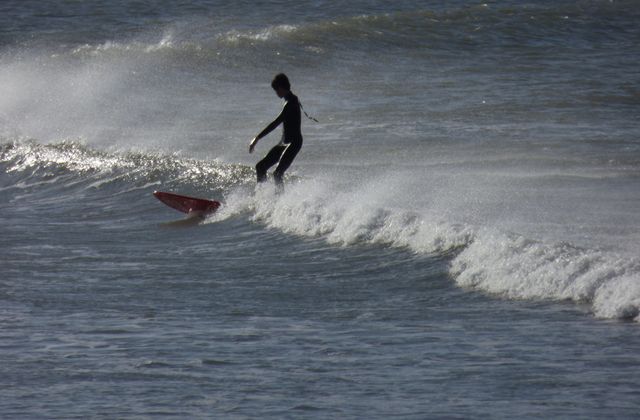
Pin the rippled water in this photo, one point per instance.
(458, 237)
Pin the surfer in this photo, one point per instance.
(285, 151)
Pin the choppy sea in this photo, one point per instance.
(458, 238)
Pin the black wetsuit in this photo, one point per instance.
(291, 142)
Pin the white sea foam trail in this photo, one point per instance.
(505, 264)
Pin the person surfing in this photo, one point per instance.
(291, 142)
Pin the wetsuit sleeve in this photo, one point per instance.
(273, 124)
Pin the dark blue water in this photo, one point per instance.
(458, 237)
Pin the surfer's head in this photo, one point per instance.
(281, 85)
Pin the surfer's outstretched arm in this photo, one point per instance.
(267, 130)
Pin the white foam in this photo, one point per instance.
(501, 263)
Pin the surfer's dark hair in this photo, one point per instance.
(281, 80)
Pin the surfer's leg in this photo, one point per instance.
(268, 161)
(286, 160)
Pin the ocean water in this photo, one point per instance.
(458, 238)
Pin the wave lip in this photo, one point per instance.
(504, 264)
(517, 268)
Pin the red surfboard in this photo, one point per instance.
(189, 205)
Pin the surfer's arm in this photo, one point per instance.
(267, 130)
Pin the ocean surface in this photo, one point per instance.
(458, 238)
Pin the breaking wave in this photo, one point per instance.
(502, 263)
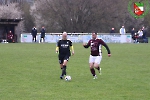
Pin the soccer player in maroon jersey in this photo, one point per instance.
(63, 48)
(96, 53)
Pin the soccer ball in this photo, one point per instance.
(67, 78)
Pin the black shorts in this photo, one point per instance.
(63, 57)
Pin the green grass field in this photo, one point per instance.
(31, 72)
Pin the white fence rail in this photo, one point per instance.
(79, 37)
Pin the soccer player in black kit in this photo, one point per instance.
(96, 53)
(63, 48)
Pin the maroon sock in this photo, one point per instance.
(93, 71)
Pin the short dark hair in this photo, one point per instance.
(94, 33)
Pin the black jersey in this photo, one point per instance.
(64, 46)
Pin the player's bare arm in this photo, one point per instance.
(107, 48)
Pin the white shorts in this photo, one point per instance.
(95, 59)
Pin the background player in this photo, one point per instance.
(96, 53)
(63, 47)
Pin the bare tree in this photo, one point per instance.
(83, 15)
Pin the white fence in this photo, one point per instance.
(78, 38)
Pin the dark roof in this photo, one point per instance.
(10, 20)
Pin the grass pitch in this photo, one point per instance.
(31, 72)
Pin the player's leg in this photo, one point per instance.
(61, 65)
(66, 59)
(32, 38)
(91, 64)
(97, 63)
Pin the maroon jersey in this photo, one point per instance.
(95, 45)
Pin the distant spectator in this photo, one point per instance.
(122, 31)
(42, 34)
(34, 33)
(112, 30)
(10, 37)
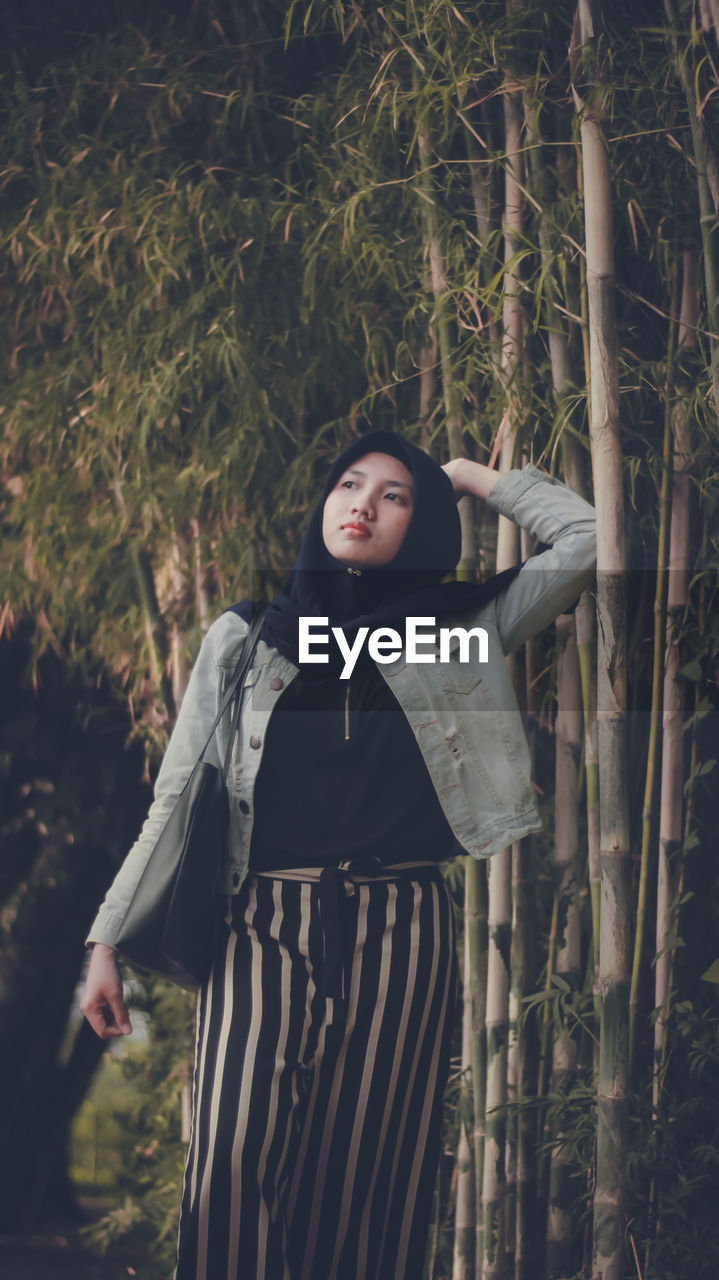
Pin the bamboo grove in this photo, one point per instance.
(233, 234)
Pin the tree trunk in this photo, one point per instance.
(672, 753)
(609, 1205)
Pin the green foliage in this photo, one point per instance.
(215, 266)
(149, 1110)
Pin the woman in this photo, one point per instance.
(324, 1031)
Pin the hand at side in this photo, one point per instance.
(102, 1002)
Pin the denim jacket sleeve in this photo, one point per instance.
(196, 714)
(549, 583)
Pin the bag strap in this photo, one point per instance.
(238, 676)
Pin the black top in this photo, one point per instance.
(342, 776)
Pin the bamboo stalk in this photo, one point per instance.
(499, 923)
(465, 1225)
(494, 1175)
(609, 1202)
(477, 935)
(449, 385)
(568, 736)
(522, 968)
(656, 688)
(672, 755)
(708, 211)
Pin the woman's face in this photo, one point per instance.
(367, 512)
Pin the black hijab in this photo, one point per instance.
(381, 595)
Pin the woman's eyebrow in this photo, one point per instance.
(398, 484)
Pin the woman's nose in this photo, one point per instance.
(362, 507)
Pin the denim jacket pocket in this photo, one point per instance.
(462, 680)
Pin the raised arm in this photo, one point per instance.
(552, 513)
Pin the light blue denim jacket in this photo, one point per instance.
(465, 714)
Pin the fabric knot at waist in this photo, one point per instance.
(337, 881)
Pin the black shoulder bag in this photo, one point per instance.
(170, 923)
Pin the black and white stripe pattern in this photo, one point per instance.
(315, 1137)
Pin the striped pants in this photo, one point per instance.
(316, 1121)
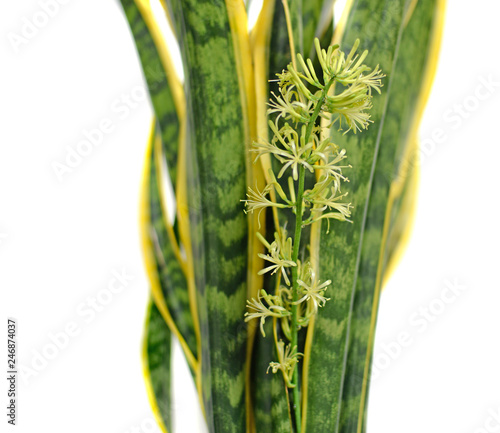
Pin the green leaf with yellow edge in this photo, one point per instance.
(156, 358)
(349, 254)
(216, 162)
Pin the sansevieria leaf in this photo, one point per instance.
(234, 139)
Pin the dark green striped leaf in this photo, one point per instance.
(349, 254)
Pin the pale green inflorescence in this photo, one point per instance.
(342, 96)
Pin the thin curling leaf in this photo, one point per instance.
(216, 163)
(259, 310)
(287, 361)
(156, 358)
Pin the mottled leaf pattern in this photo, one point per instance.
(200, 277)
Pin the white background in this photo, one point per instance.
(61, 241)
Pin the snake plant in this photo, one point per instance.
(291, 151)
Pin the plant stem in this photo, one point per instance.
(295, 256)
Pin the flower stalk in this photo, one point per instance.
(302, 101)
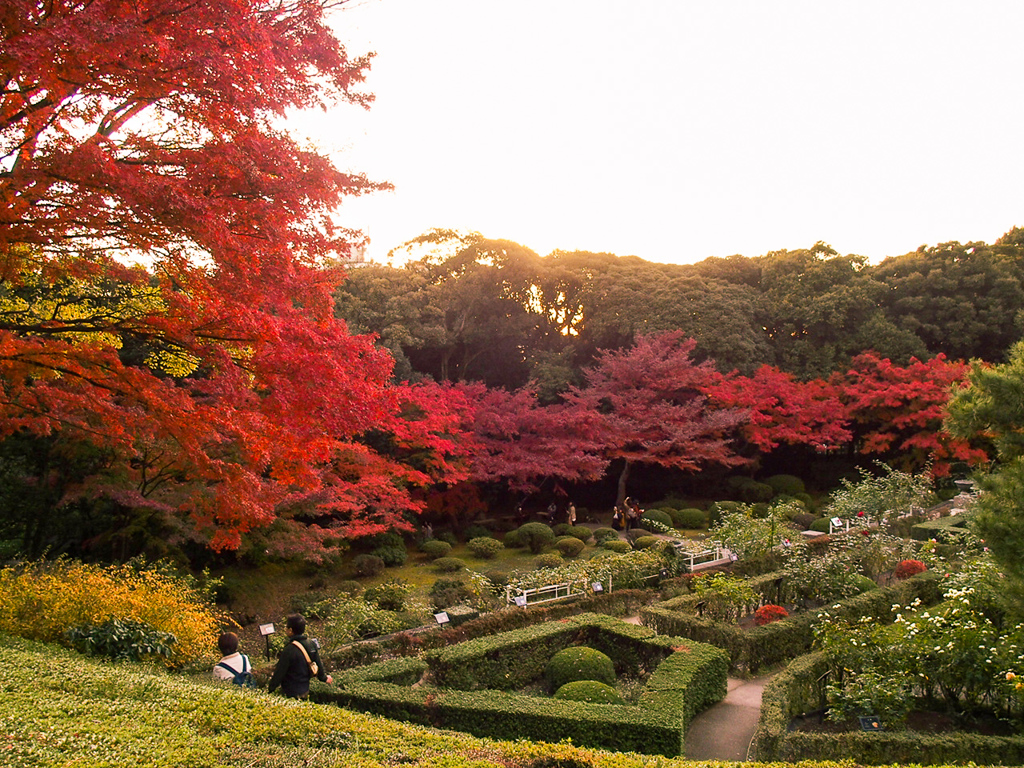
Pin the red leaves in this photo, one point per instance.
(901, 409)
(649, 406)
(781, 410)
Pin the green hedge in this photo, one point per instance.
(395, 671)
(939, 528)
(512, 659)
(764, 646)
(687, 678)
(795, 691)
(512, 716)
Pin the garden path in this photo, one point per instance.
(724, 730)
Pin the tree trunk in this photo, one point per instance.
(623, 478)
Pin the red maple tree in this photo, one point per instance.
(520, 442)
(214, 375)
(647, 406)
(781, 410)
(900, 410)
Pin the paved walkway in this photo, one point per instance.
(724, 730)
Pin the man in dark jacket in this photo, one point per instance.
(293, 673)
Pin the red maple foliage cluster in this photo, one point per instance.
(768, 613)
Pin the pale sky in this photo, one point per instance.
(677, 130)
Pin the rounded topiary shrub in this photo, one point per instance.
(581, 531)
(368, 565)
(820, 525)
(392, 555)
(449, 564)
(785, 484)
(804, 520)
(690, 518)
(550, 560)
(499, 579)
(434, 548)
(569, 546)
(484, 547)
(657, 515)
(590, 691)
(907, 568)
(448, 592)
(616, 545)
(603, 535)
(536, 536)
(475, 531)
(580, 663)
(349, 587)
(862, 583)
(446, 536)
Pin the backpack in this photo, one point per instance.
(244, 678)
(313, 669)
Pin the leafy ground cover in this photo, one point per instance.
(61, 710)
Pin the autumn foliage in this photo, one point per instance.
(165, 270)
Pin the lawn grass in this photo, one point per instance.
(60, 710)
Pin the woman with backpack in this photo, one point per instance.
(232, 667)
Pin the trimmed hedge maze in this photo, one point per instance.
(472, 686)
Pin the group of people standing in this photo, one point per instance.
(627, 515)
(298, 664)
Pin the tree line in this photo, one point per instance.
(468, 308)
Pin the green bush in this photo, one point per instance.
(449, 564)
(569, 546)
(718, 509)
(434, 548)
(785, 484)
(368, 565)
(484, 547)
(446, 536)
(579, 663)
(121, 640)
(349, 587)
(446, 592)
(590, 691)
(804, 520)
(392, 556)
(657, 515)
(581, 531)
(689, 518)
(603, 535)
(476, 531)
(616, 545)
(536, 536)
(549, 560)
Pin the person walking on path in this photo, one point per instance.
(298, 663)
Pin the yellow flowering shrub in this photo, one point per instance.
(42, 600)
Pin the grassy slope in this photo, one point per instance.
(57, 709)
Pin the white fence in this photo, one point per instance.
(708, 558)
(548, 593)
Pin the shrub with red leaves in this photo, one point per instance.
(907, 568)
(768, 613)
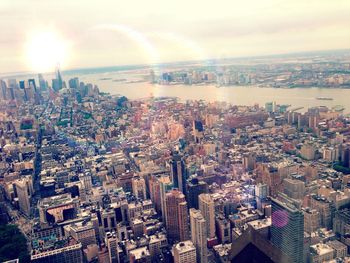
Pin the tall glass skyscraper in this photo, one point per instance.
(287, 230)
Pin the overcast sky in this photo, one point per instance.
(115, 32)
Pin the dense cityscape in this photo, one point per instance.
(91, 177)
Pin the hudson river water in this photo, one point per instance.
(239, 95)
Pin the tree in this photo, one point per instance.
(13, 244)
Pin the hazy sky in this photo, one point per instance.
(103, 33)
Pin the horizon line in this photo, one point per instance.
(139, 66)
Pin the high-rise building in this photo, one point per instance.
(59, 78)
(207, 207)
(11, 87)
(73, 83)
(3, 88)
(177, 216)
(178, 172)
(294, 188)
(287, 229)
(165, 186)
(312, 220)
(199, 235)
(111, 241)
(184, 252)
(198, 130)
(64, 251)
(42, 82)
(223, 229)
(24, 191)
(139, 187)
(194, 189)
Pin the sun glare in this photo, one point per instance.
(45, 50)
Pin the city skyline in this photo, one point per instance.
(114, 33)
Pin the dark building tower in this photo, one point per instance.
(42, 82)
(198, 130)
(177, 216)
(31, 83)
(178, 172)
(287, 229)
(73, 83)
(59, 78)
(194, 189)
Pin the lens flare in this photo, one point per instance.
(45, 49)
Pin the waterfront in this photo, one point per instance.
(239, 95)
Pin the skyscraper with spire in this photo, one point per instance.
(57, 83)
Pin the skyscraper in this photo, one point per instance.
(24, 191)
(207, 207)
(59, 77)
(178, 172)
(177, 216)
(42, 82)
(194, 189)
(139, 187)
(184, 252)
(287, 230)
(165, 185)
(199, 234)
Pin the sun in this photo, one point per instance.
(46, 49)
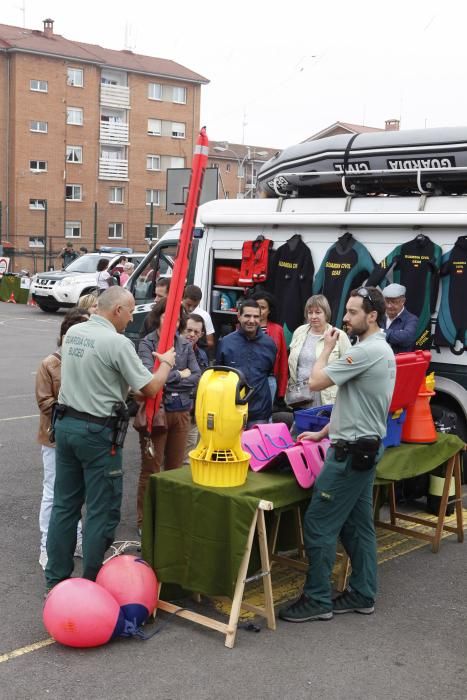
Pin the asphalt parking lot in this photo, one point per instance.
(413, 647)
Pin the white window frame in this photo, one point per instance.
(175, 89)
(36, 242)
(37, 169)
(114, 225)
(152, 131)
(37, 204)
(151, 199)
(72, 229)
(77, 111)
(150, 90)
(77, 150)
(113, 199)
(155, 232)
(151, 157)
(75, 189)
(176, 132)
(36, 85)
(77, 80)
(38, 127)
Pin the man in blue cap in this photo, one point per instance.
(401, 325)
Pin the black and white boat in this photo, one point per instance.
(427, 161)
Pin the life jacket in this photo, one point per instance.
(255, 260)
(451, 324)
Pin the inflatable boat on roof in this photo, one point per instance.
(427, 161)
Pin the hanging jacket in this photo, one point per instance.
(415, 265)
(346, 266)
(290, 280)
(343, 344)
(255, 262)
(451, 324)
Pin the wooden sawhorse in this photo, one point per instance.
(453, 471)
(229, 629)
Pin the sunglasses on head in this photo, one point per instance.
(365, 294)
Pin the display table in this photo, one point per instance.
(201, 538)
(408, 461)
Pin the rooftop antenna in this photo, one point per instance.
(130, 43)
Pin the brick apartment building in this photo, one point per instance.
(86, 137)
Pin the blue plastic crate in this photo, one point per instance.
(312, 418)
(394, 429)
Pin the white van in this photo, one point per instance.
(379, 222)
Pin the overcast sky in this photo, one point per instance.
(280, 71)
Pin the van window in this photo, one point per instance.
(160, 265)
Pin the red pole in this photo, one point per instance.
(182, 259)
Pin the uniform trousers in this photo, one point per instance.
(169, 450)
(341, 506)
(86, 472)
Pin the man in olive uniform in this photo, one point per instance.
(342, 501)
(98, 366)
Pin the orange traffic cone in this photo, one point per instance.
(419, 426)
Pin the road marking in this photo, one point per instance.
(35, 415)
(25, 650)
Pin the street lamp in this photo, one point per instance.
(241, 161)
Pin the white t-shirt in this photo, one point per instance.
(206, 318)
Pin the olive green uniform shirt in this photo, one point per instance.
(365, 375)
(98, 366)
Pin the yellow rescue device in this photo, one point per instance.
(221, 415)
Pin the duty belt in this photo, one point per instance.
(88, 417)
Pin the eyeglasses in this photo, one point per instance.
(365, 294)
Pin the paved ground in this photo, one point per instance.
(413, 648)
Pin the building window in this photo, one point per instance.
(155, 91)
(37, 203)
(154, 127)
(178, 130)
(75, 77)
(116, 195)
(39, 127)
(38, 166)
(74, 115)
(36, 242)
(179, 95)
(153, 197)
(73, 193)
(72, 229)
(74, 154)
(38, 85)
(153, 162)
(151, 232)
(115, 230)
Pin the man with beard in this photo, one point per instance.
(342, 502)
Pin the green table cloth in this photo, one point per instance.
(195, 536)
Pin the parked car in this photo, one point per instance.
(63, 288)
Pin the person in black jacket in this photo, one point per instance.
(401, 325)
(166, 445)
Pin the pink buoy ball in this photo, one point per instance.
(79, 613)
(133, 584)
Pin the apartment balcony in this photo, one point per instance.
(111, 132)
(115, 96)
(113, 169)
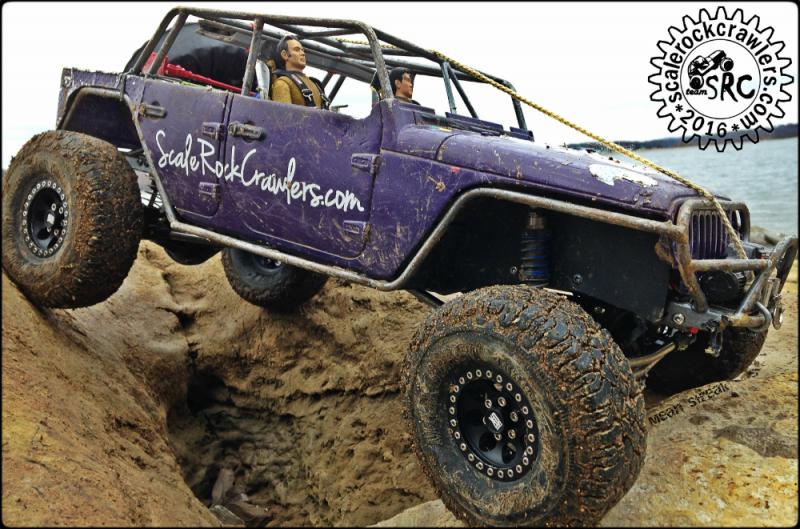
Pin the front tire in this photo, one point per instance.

★ ★ ★ ★

▸ **Your task**: Starting at the line with "Pin the parked" and going through the end of the items, both ends included, write out every line again, requests included, with each point coordinate in the answers multiplied by 0.25 and rounded to a whole number, halves rounding up. Leave the pictures out.

▸ **Solution to this problem**:
Pin the parked car in this photo, one point per instance.
(16, 72)
Pin the person in black jacket in this photo, one point per instance.
(100, 81)
(42, 111)
Pin the pink buoy ball in this photo, one point per instance.
(20, 153)
(33, 146)
Pin the apartment balcony in this photo, one point per instance.
(28, 33)
(29, 24)
(28, 42)
Pin the front tire in this photo, one point per instance.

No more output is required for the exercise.